▸ Exercise details:
Every entry is to be copied exactly as written, and the pictures are to be skipped.

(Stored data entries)
········

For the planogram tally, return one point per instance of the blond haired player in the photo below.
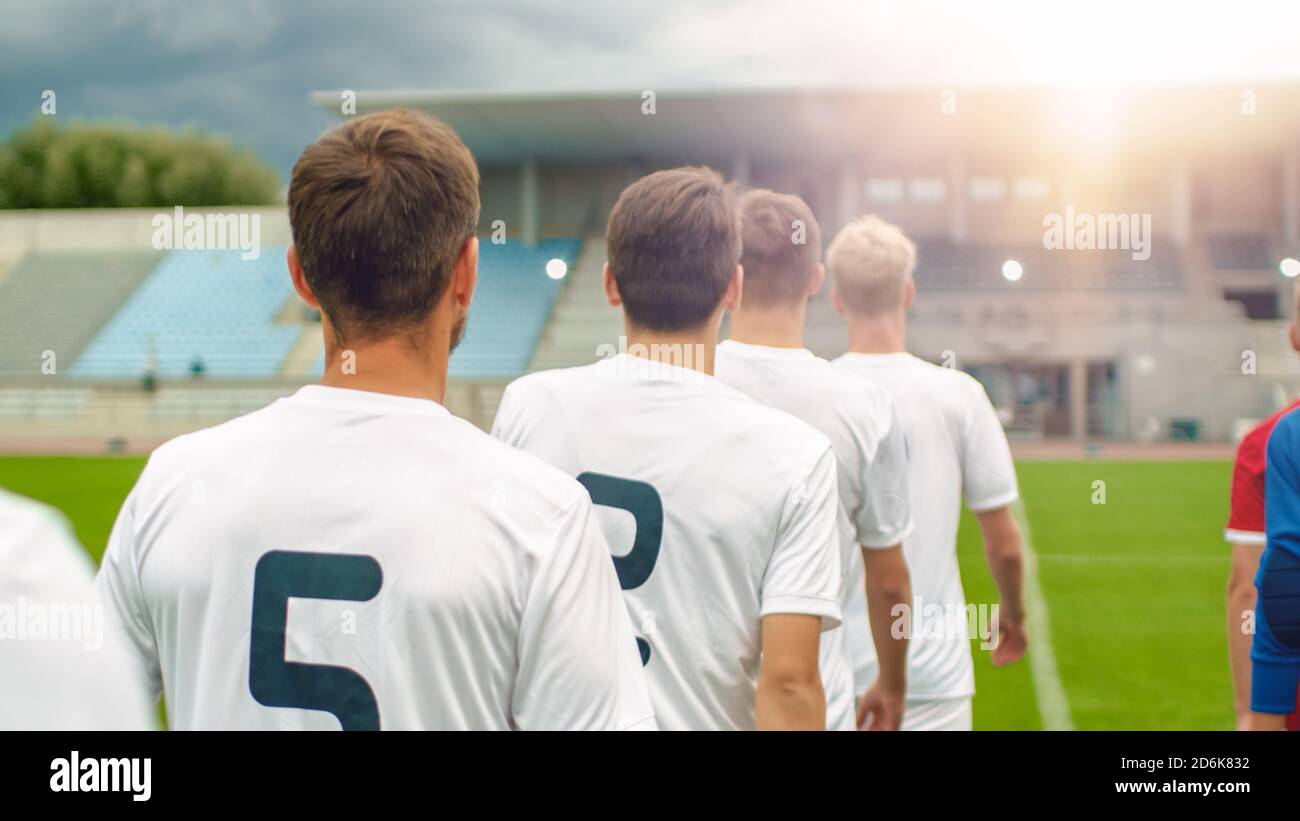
(957, 450)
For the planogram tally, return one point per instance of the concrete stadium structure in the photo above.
(1178, 333)
(1088, 343)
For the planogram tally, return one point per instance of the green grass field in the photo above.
(1134, 587)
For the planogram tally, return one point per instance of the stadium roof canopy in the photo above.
(835, 125)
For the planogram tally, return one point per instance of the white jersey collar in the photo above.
(367, 400)
(768, 352)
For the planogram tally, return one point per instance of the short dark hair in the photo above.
(381, 207)
(783, 246)
(674, 243)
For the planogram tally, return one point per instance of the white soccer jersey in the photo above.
(956, 448)
(363, 560)
(720, 509)
(59, 669)
(871, 456)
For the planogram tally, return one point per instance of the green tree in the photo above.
(115, 164)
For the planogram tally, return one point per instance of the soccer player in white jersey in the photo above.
(957, 450)
(766, 359)
(59, 669)
(720, 511)
(354, 556)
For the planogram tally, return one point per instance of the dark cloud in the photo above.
(245, 68)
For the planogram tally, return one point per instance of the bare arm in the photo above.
(1004, 548)
(1240, 598)
(789, 682)
(888, 587)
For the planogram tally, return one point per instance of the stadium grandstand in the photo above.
(1177, 334)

········

▸ Result of the task:
For the planogram tally, return one point per instance of the blond haired player in the photo below.
(957, 450)
For the planogram tally, return one point per instance of the concrete stadium structure in the photo above.
(1178, 333)
(1088, 343)
For the planogram tally, return one point per instance of the green grass field in the photo above.
(1134, 587)
For the planogram tally, return one point per instance of the stadium roof canopy in the photo above.
(835, 125)
For the planogram tally, return one point per instance of the white jersey collar in the photo above.
(367, 400)
(768, 352)
For the planogram tally, return one point per instance of the short dark hair in the photo above.
(381, 207)
(783, 246)
(674, 243)
For the planogram tally, return one point per instance of the white soccer jersey in the photo above.
(956, 448)
(363, 560)
(720, 509)
(59, 669)
(871, 456)
For the planogram tally, return one point per instance of the green tree in the photo above.
(115, 164)
For the planogram tally, return one point per instance of the soccer player in white jersey in the photo above.
(957, 450)
(766, 359)
(59, 669)
(720, 511)
(354, 556)
For the planogram tally, return one point per instance of the dark cloud in the photo above.
(245, 68)
For the planogram tally, return one point per instance of the bare arm in the photo above.
(1004, 548)
(1240, 598)
(789, 682)
(888, 587)
For the planogram tally, return one point per instance of the stadium grandstand in the photo above.
(1177, 334)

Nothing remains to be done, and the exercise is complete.